> _原文_
········
馬克˙夏卡爾(Marc Chagall,1887.7.7~1985.3.28),這位被譽
為一生擁抱「愛與美」的猶太藝術家,生於白俄時期的維台普司
克小鎮,從小喜愛繪畫,希望將來成為畫家。1911年8 月前往巴
黎,與巴黎立體派畫家交流,感受到巴黎自由氣氛,認識首創超
現實主義(Surréalisme)詞彙的詩人阿波里奈爾(Guillaume
 Apollinaire,1881~1918),逐漸形塑超越自然、開啟通往「另一
世界」神秘色彩的繪畫風格。1914年榮歸故里,並與相戀女友蓓
拉(Bella Rosenfeld)結婚,蓓拉後來成為夏卡爾創作靈感的泉源
,如膾炙人口的〈生日快樂〉,男人騰空翻轉臉龐與女人伸長頸
項承接的唇相吻,兩人雙眼對視,身體曲線自然融合,女人手捧
生日花束,小屋室內裝飾溫馨,透過窗戶可以看見延伸的街景,
強烈愛意在畫布上流轉。
········
> _任務說明 1_
請列出原文中提到的所有人名,每人附上文中括號內的外文名。
原文與條目之間沒有任何關聯。
········
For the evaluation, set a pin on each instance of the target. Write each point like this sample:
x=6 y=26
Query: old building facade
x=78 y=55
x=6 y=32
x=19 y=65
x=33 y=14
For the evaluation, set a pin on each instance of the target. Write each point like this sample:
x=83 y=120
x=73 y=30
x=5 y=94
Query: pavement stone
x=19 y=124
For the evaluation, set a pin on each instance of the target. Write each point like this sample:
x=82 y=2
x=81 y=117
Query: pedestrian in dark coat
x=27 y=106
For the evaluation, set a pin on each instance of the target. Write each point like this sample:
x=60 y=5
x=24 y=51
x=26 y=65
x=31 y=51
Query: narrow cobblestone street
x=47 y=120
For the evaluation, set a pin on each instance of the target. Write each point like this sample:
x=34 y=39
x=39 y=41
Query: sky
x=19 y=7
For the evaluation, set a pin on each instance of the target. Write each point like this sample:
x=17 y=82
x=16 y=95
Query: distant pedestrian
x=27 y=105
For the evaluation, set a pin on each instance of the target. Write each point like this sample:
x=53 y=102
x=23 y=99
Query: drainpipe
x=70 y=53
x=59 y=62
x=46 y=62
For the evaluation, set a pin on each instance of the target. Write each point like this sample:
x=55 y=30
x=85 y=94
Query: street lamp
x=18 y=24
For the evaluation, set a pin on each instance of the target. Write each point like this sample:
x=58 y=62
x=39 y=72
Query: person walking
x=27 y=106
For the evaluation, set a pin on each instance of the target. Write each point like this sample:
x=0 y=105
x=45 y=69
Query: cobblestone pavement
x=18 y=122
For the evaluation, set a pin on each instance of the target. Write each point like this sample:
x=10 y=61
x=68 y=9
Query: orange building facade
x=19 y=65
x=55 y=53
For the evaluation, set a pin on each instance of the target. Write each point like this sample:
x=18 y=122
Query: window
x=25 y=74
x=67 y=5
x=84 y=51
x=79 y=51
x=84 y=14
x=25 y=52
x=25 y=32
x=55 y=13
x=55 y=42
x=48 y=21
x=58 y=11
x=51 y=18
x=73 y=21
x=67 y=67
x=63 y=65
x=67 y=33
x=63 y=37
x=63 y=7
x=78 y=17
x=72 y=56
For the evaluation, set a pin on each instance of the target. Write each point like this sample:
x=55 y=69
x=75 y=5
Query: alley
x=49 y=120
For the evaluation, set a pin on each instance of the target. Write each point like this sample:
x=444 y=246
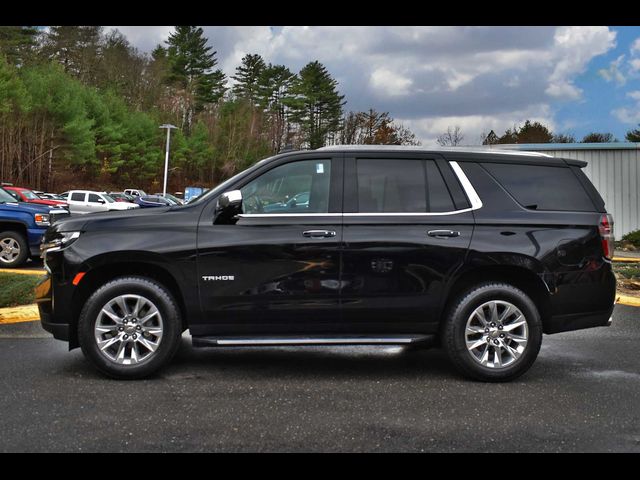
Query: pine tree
x=274 y=97
x=317 y=105
x=247 y=77
x=77 y=48
x=18 y=44
x=191 y=64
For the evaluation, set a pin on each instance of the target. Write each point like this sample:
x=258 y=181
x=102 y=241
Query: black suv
x=480 y=252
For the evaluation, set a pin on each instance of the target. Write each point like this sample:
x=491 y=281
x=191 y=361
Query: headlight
x=42 y=219
x=62 y=240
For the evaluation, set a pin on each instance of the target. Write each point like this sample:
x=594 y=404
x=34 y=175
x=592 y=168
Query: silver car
x=86 y=201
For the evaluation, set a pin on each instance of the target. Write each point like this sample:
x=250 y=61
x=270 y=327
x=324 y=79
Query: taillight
x=606 y=235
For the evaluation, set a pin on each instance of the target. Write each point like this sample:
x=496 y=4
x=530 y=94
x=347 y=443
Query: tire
x=499 y=355
x=128 y=342
x=10 y=241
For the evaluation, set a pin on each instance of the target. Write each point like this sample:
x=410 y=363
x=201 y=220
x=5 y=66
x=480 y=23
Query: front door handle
x=443 y=233
x=319 y=233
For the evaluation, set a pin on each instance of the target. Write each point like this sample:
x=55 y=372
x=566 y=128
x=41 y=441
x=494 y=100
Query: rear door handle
x=443 y=233
x=319 y=233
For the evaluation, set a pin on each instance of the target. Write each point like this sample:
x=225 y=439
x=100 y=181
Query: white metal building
x=614 y=169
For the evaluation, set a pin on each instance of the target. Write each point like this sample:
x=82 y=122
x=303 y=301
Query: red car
x=26 y=195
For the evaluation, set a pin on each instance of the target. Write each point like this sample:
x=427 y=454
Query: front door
x=407 y=227
x=277 y=268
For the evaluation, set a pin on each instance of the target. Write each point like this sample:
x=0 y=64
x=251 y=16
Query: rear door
x=95 y=203
x=407 y=227
x=77 y=202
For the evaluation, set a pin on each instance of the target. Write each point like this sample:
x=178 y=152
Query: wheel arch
x=522 y=278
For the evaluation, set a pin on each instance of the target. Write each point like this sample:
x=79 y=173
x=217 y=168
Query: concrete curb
x=628 y=300
x=625 y=260
x=25 y=313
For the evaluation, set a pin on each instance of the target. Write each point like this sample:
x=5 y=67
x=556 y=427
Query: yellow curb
x=23 y=272
x=628 y=300
x=25 y=313
x=626 y=259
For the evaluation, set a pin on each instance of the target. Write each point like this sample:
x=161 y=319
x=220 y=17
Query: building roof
x=413 y=148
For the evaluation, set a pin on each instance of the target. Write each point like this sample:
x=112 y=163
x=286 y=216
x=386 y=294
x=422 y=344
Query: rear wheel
x=493 y=332
x=14 y=249
x=130 y=327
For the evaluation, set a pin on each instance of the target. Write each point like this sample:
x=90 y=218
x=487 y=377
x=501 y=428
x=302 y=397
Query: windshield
x=5 y=197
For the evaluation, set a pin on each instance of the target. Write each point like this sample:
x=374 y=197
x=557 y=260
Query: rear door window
x=542 y=187
x=401 y=186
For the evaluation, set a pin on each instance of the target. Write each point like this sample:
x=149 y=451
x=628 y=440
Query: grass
x=17 y=289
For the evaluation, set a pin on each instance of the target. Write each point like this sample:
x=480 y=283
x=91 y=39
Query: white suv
x=85 y=201
x=135 y=192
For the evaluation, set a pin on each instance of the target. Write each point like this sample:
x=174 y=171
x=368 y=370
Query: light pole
x=168 y=126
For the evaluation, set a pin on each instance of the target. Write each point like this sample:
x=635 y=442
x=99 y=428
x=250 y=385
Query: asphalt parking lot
x=581 y=395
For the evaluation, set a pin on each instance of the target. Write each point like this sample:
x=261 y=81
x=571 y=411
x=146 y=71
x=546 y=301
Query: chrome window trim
x=471 y=193
x=473 y=196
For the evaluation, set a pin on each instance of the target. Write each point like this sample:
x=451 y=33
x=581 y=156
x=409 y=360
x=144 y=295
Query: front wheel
x=493 y=332
x=130 y=327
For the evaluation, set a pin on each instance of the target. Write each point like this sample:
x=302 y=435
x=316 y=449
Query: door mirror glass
x=229 y=205
x=298 y=187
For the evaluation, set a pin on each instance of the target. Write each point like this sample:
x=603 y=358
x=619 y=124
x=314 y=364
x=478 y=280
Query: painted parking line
x=23 y=272
x=25 y=313
x=628 y=300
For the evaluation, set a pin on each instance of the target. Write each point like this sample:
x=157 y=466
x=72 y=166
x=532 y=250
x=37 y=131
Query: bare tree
x=451 y=138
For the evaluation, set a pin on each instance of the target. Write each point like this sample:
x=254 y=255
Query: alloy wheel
x=128 y=329
x=496 y=334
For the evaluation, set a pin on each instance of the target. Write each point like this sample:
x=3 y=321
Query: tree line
x=78 y=105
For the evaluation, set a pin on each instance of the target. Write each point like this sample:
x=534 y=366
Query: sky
x=575 y=80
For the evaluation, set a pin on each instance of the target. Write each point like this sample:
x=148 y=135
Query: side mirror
x=229 y=205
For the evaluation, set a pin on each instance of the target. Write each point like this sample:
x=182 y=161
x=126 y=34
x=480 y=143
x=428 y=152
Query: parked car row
x=26 y=214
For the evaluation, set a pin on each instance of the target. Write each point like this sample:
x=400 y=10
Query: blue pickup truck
x=21 y=228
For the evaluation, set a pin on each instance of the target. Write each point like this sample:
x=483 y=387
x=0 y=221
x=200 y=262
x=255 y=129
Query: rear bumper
x=566 y=323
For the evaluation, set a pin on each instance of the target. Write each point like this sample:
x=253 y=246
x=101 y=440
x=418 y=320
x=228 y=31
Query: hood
x=53 y=203
x=112 y=220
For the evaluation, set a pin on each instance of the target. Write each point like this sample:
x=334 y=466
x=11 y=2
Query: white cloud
x=613 y=73
x=574 y=47
x=629 y=115
x=476 y=77
x=390 y=83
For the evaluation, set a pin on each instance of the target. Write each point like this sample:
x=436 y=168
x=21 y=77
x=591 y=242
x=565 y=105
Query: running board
x=288 y=340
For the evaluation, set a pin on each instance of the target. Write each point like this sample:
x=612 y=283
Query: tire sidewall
x=454 y=332
x=171 y=324
x=24 y=248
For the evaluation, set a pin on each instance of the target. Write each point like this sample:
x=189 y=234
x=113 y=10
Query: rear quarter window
x=542 y=187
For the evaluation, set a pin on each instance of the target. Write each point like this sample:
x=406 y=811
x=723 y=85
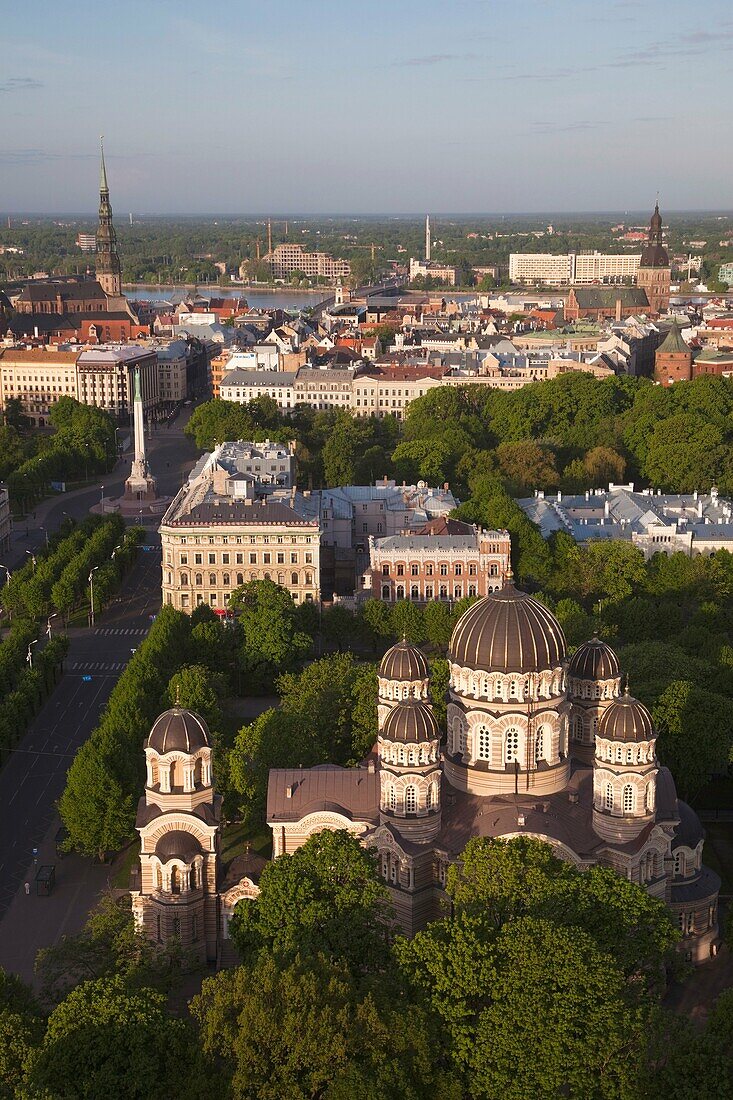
········
> _任務說明 2_
從條目中摘出所有含有字串“pavement”的行,比對時區分大小寫。

> _作答結果 1_
馬克˙夏卡爾(Marc Chagall)
阿波里奈爾(Guillaume Apollinaire)
蓓拉(Bella Rosenfeld)

> _作答結果 2_
Query: pavement stone
Query: cobblestone pavement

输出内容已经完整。